Source data:
************

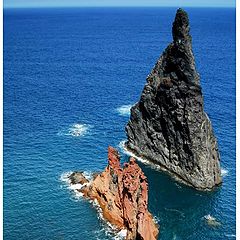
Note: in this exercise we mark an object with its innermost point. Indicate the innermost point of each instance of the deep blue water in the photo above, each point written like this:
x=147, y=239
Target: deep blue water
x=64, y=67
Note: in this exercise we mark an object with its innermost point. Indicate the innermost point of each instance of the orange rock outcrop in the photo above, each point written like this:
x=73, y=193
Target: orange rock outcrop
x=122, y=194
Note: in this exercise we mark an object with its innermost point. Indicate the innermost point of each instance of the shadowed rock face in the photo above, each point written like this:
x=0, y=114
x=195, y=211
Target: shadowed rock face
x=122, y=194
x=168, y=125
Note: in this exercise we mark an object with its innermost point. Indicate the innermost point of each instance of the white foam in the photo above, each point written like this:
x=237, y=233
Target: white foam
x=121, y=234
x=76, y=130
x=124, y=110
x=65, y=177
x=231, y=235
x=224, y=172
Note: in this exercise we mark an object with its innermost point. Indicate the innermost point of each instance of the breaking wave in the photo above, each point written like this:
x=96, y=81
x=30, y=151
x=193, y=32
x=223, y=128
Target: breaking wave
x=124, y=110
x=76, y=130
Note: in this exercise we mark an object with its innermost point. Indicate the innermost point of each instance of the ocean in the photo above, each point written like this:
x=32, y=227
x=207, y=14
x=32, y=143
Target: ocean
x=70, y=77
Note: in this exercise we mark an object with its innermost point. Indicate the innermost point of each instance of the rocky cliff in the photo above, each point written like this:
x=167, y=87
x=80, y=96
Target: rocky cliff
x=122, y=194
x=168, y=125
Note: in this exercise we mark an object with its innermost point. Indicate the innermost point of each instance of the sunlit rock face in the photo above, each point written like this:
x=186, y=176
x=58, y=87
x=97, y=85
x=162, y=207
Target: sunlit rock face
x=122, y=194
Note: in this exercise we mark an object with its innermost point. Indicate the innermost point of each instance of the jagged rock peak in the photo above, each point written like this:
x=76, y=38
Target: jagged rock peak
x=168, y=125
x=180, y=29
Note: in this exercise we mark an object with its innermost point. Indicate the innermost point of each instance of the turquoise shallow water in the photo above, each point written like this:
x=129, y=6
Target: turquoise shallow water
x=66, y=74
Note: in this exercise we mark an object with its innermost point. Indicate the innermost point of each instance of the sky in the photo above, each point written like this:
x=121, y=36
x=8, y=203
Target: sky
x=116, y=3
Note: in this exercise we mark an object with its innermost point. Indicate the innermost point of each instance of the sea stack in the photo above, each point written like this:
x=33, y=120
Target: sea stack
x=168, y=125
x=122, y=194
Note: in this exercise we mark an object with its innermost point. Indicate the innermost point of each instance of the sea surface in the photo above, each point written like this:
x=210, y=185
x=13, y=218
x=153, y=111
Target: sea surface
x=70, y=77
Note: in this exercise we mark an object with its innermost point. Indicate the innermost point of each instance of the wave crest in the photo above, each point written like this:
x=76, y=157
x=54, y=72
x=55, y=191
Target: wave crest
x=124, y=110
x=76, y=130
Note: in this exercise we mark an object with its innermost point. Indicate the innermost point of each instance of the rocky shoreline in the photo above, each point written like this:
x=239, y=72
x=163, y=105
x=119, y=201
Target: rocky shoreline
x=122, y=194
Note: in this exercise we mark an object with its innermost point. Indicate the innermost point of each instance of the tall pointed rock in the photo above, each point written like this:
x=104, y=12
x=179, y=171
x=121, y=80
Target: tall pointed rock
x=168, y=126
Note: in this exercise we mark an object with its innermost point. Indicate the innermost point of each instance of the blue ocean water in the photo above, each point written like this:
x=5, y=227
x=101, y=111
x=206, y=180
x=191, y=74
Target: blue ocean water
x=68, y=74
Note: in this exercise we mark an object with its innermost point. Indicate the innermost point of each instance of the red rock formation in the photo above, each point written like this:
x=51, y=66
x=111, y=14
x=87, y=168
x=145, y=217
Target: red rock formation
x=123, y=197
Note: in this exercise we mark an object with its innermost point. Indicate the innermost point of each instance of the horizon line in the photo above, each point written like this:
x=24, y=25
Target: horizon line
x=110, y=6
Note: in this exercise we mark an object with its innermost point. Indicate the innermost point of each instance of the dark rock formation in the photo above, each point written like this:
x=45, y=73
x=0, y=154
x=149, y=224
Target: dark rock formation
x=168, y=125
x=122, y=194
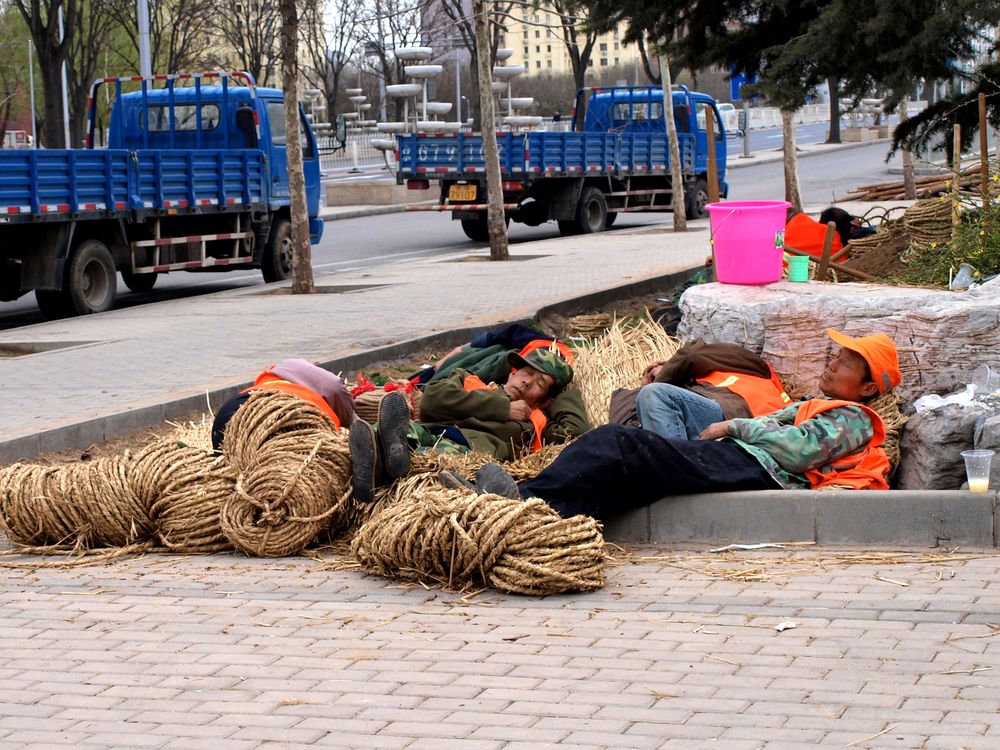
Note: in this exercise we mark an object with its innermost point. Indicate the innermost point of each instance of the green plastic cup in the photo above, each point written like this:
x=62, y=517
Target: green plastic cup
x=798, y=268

************

__Required action__:
Print, word for word, every entry shown above; the pictures stay out.

__Task solution__:
Note: in this exercise we mark an object with its innermost point. Indicate the innermost point of each instance of the deep blue water in the photo above, each point written like this:
x=147, y=239
Target: deep blue water
x=64, y=67
Note: in this exercise we mark an object with its innermost point. Indicate the innermost point of each instance of the orange rock outcrop in the photo above, each point written like this:
x=73, y=193
Target: orange rock outcrop
x=122, y=194
Note: in this exercise we mark an object with its innermost point. Indicate the innermost point of each instance of the shadowed rock face in the photo above, each point written like this:
x=0, y=114
x=195, y=211
Target: shadowed rock face
x=122, y=194
x=168, y=125
Note: in this exercise we mark an object with its innermost point. Indicate the innermost point of each instance of the white foam in the photo above, each point written like this:
x=237, y=233
Target: white foam
x=121, y=234
x=76, y=130
x=124, y=110
x=65, y=177
x=231, y=235
x=224, y=172
Note: in this exercise we mark an object with its innermost point. Indicate the innermost point of each instance of the breaking wave in the photo above, each point written like this:
x=96, y=81
x=30, y=151
x=193, y=32
x=223, y=128
Target: breaking wave
x=124, y=110
x=76, y=130
Note: in this exercise we mark an object with its innermost point. Indicate the innermost point of each instance of the ocean in the photo above, each point written like this:
x=32, y=227
x=207, y=14
x=32, y=143
Target: ocean
x=70, y=77
Note: in this exercise we mark an object with its innermost point. Indicate the innermost point of each instance of the rocky cliff in the photo above, each point written like this:
x=167, y=87
x=80, y=96
Target: rocky cliff
x=122, y=194
x=168, y=125
Note: in this exercise we mark an object with its innermost point. Indicate the innermost point of each instance of the sunlit rock face in the photo above, each point written like this:
x=186, y=176
x=58, y=87
x=97, y=85
x=162, y=207
Target: sunlit rock face
x=122, y=194
Note: in this exercise we mark an object with its innermost point. Indicate the innermost point of each instance of the jagged rock peak in the photo above, each point written like this:
x=76, y=38
Target: jagged rock peak
x=168, y=125
x=180, y=29
Note: in this exercise we mark an object with its innermost point. Indicate the innermost point of each instance of the turquoise shallow water in the photo above, each point written like this:
x=129, y=6
Target: turquoise shallow water
x=66, y=74
Note: in this exercise we mark an object with its innermost point. Indicate the innermost point of each instance of the sky in the photo above, each point written like this:
x=121, y=36
x=8, y=203
Target: sky
x=116, y=3
Note: in this exercise we mark an object with its innermost point. Indicate the innermost point of each instance of the sea stack in the photo above, each point written like this:
x=33, y=120
Target: sea stack
x=168, y=125
x=122, y=194
Note: in this exercise we mark an object with its innermost point. Indicate the innermost point of each instance of the sea surface in the photo above, each point written like this:
x=210, y=185
x=13, y=218
x=153, y=111
Target: sea surface
x=70, y=77
Note: in this exercise we mark an object with its innermost point. Indicate the innermost point of each instance of the wave crest in the photo above, each point written like this:
x=76, y=157
x=54, y=72
x=55, y=191
Target: wave crest
x=124, y=110
x=76, y=130
Note: in this exercise we mark an object with its innermost point. Indicate the innermost point of each instance of the rocky shoreline in the photo above, each point written like this:
x=239, y=72
x=163, y=105
x=119, y=201
Target: rocky shoreline
x=122, y=194
Note: in this exercise we mark an object with its innermost point. Indicate the innermost point of each instance of the tall pointed rock in the photo above, each point written like this:
x=104, y=12
x=179, y=171
x=121, y=80
Target: tall pointed rock
x=168, y=126
Note: in this exercise we mark an object with its innermost point. Indicate the innermost point of each instance of the blue ocean water in the photo above, each point written like this:
x=5, y=227
x=101, y=111
x=206, y=180
x=191, y=74
Target: blue ocean water
x=68, y=74
Note: in this exercise we mark an object with its innermost point. Indicate the innermost point of each instance of the red rock formation in the photo above, each point written like this:
x=51, y=66
x=111, y=14
x=87, y=168
x=145, y=217
Target: red rock formation
x=123, y=197
Note: in this exercise we mark an object with its innermost point. Indicate the innermost point of each instance of the horizon line in the photo above, each point written like this:
x=24, y=25
Target: horizon line
x=110, y=6
Note: in this exercise we mark an object with its innermost point. Indicate the innermost point of each instance of the dark rock formation in the photo above, each point written like this:
x=45, y=73
x=0, y=154
x=149, y=224
Target: dark rock formation
x=168, y=125
x=122, y=194
Note: in this exercise we mark an object with its innermost point. Indicate the innermost point of each instance of the green plastic cup in the photo above, each point written like this:
x=62, y=517
Target: green plastic cup
x=798, y=268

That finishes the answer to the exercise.